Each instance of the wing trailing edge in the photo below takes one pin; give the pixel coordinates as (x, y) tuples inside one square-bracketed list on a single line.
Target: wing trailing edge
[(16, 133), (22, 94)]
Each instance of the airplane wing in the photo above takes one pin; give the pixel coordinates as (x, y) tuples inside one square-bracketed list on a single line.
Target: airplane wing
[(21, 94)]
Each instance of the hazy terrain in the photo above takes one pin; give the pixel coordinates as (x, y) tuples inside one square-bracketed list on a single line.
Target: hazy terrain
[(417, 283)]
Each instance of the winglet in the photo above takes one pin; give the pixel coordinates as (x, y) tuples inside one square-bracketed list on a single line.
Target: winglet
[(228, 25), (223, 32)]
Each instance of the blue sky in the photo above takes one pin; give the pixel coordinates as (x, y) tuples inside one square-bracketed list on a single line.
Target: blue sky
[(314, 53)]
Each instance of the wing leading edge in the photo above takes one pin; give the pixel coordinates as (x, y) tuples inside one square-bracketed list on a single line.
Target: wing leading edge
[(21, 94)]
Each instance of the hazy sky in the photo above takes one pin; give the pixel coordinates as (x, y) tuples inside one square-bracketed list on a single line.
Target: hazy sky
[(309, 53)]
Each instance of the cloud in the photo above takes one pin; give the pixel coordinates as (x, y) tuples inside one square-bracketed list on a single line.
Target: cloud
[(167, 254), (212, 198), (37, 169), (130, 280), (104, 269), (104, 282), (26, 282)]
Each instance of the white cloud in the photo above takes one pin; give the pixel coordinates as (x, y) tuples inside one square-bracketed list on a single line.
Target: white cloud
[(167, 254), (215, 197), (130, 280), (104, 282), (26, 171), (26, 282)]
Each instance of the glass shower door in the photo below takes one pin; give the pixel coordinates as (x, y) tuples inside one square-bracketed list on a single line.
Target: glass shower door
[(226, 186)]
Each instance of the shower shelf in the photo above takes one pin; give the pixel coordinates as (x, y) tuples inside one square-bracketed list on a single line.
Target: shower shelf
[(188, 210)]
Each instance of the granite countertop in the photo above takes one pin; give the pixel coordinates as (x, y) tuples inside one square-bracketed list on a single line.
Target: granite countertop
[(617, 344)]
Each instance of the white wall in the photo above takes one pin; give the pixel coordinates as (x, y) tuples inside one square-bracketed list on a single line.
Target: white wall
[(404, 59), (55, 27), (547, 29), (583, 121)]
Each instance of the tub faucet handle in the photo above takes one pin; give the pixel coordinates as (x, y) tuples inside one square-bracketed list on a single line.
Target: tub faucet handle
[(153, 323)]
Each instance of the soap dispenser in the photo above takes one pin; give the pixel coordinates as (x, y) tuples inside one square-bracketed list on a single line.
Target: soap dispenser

**Work instructions**
Select and copy each line from the data that includes the word "below".

**Written reply**
Each instance of the wing trailing edge in the photo below takes one pin; give the pixel coordinates as (x, y) tuples inside one square-bracketed list on a single line.
Each instance of the glass shower door in the photo below takes one pin; give the pixel coordinates as (x, y) tuples inside one square-bracketed list on a single line.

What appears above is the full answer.